In the passage on demo and live trading, rewrite the paragraph that begins "Develop a full written trade plan" as a short bulleted list that keeps its main points.

Supplied passage —

□ □ □ □

Simply put, your psychological state when trading with a demo account is completely different from your psychological state when you trade with a live account. Or at least that’s the situation with most traders. That changes the decision making process which in turn leads to losses. Add whatever slippage and requotes and slower order execution that happen on a live account and don’t on a demo account and things get worse.
It’s a totally psychological issue , as a new Fx trader I was successfully in demo with my strategy Bollinger bands even though there was no real money managing plan. But with same strategy I didn’t get the same result in live account. actually we don’t trade seriously in demo account as like Live. Problem is here.
Have same problems with my Hotforex demo, the problem was transition from trading with large capital provided in demo platform and adjust risk with limited capital on live. Just keep R/R ratio low for a first time because many traders lose because of psychological mistakes and incorrect risk calculation. Markets are often keep being irrational longer than your deposit can suffer
Develop a full written trade plan. Execute it on demo. Execute it long enough that it becomes habit. Make sure it contains max risk per trade, trade entry, trade management, your risk to reward ratio goals, and anything else you can think. Go live. Try to start with as little risk as possible. Keep executing your trade plan exactly. Realize that results are something you will see over time. Journal and document your trading. Seeking a good risk to reward ratio in trading is probably the most important thing and the reason why so many people lose. It seems like on demo, you can do many crazy things. You don’t have any pressure from real life. Let’s say you’ve drawn down your demo account by 70 percent. You start to trade with really large risk to bring it back. You make trades that sit in margin call, and then, come back. You bring back your account by nefarious means. It is like a video game. You absolutely would never do that real, unless you are insane. Anyway, have a good one…
I don’t think it’s a psychological issue that someone has explained. It’s a matter of importance. By and large traders don’t believe the importance of demo account and trade at random. They like to use this platform as a casino. And when they kick off a live account due to greed and emotions they fall a great loss by over trading, ultimately become loser. I don’t think there is any different between live and demo.
Of course it’s a psychological issue, because there is no newcomer who can keep interest in demo account for a long time with great dedication.
LOL. Percentage can be bigger who doesn’t like to trade in demo with greatly. But obviously so many beginners are available in Fx who take demo seriously and acquire real trading experience by passing a long time minimum 6 month.

□ □ □ □

Entries provided —
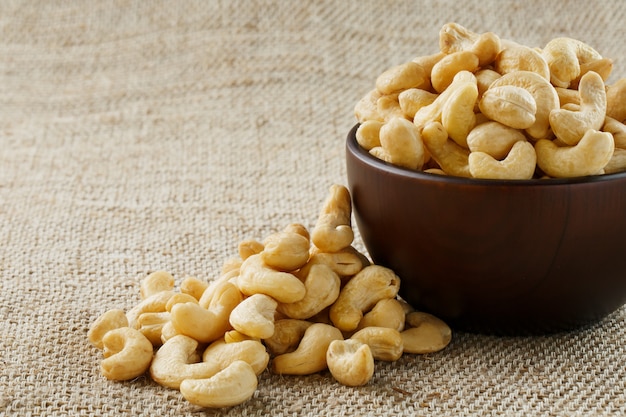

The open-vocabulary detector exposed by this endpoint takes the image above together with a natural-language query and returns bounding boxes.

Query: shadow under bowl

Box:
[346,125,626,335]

□ □ □ □

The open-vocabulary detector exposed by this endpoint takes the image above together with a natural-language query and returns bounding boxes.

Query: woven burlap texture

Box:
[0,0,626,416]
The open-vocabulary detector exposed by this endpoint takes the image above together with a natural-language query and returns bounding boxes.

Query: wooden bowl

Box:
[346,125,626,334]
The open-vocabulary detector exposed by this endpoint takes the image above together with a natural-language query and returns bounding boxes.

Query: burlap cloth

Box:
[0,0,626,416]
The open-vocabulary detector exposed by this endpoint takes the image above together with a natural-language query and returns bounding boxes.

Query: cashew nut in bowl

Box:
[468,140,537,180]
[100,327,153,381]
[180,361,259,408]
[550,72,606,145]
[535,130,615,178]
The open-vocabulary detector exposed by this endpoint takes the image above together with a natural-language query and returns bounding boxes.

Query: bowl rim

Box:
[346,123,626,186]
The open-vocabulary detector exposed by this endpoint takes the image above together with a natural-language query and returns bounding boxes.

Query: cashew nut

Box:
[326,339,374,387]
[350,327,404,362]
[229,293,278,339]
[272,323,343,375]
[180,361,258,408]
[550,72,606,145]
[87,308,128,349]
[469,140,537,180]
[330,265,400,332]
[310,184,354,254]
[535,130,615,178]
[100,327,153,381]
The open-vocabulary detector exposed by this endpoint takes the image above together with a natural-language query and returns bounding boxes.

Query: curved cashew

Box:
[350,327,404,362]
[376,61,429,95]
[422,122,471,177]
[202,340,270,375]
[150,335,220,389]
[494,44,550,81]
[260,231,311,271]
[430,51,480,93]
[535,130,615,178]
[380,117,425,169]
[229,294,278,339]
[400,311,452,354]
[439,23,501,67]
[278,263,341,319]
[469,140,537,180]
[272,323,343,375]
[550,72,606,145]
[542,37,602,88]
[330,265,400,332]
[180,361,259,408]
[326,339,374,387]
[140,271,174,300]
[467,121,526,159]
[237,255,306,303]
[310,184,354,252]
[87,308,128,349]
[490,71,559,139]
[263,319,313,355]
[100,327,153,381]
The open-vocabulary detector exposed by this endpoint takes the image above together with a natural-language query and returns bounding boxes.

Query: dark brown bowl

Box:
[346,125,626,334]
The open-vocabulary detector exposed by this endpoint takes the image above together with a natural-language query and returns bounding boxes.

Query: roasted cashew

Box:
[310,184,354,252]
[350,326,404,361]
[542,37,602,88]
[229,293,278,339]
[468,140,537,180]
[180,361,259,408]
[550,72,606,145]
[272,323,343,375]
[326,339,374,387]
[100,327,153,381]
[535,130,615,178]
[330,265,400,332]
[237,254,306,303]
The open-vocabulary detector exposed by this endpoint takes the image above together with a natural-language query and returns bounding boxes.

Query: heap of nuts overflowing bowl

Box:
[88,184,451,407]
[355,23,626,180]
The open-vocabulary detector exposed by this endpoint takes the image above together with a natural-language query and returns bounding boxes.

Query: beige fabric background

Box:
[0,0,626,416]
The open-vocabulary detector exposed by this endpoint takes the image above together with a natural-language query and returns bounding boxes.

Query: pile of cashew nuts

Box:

□ □ □ □

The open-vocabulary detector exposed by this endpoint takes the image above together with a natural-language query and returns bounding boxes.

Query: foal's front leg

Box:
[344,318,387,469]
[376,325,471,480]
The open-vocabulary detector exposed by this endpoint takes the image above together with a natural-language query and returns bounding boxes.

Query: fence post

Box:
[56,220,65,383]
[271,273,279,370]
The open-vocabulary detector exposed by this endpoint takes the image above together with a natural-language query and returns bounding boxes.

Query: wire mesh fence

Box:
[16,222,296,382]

□ □ □ □

Answer to this task —
- Write a full trade plan covering maximum risk per trade, entry, trade management, risk-to-reward goals, and anything else you can think of.
- Execute the plan on a demo account long enough for it to become a habit.
- Go live with as little risk as possible, and keep following the plan exactly.
- Expect to see results over time, and journal and document your trading.
- Seeking a good risk-to-reward ratio is probably the most important thing, and not doing so is why so many people lose.
- A demo account carries no real-life pressure, so traders do reckless things there, like taking very large risks to recover a 70 percent drawdown and letting trades sit in margin call. It is like a video game, and no sane trader would do it with real money.